--- Begin ---

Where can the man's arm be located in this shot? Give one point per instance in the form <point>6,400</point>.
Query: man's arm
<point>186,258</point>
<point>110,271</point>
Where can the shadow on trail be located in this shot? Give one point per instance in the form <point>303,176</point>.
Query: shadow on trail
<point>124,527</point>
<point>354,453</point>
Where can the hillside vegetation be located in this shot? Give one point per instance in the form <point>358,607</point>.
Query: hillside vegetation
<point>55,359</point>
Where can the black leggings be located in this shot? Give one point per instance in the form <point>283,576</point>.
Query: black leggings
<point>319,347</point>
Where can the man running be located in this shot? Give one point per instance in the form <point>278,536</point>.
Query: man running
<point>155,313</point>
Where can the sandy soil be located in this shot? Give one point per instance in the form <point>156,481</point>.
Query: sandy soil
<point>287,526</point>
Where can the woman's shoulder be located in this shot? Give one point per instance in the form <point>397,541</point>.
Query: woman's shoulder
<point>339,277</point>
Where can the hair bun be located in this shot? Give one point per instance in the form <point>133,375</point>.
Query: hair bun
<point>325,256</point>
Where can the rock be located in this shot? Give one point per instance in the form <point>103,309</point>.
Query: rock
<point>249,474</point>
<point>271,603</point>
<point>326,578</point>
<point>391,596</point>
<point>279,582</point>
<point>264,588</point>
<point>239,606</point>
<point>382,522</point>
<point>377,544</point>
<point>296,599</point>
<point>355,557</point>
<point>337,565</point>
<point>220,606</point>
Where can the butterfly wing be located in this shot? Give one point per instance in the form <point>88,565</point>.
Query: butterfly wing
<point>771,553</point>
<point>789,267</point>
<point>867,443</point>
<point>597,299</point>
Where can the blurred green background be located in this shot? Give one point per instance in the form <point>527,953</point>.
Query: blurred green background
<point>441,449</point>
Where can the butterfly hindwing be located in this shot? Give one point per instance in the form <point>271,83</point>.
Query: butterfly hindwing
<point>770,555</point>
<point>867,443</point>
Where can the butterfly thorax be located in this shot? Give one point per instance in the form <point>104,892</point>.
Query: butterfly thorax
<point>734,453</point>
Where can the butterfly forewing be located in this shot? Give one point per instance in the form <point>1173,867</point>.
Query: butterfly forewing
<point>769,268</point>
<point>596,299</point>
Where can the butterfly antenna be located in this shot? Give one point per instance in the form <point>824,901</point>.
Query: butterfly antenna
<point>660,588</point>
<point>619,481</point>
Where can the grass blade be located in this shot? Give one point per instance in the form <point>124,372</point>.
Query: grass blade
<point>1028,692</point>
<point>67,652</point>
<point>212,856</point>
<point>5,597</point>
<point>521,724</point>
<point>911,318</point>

--- End ---

_PROBLEM TO SOLVE_
Convert the records above, from the line containing "Where can the man running" down to the line containing "<point>287,526</point>", both included, into a JSON list of strings with one string per line and no blank lines.

_COMPLETE RESPONSE_
[
  "Where can the man running be located in this shot? Give one point per instance in the form <point>278,536</point>.",
  "Query: man running",
  "<point>155,313</point>",
  "Where can the sandy soil be located in this shot? Give one point per instance in the form <point>156,481</point>.",
  "Query: sandy soil",
  "<point>287,526</point>"
]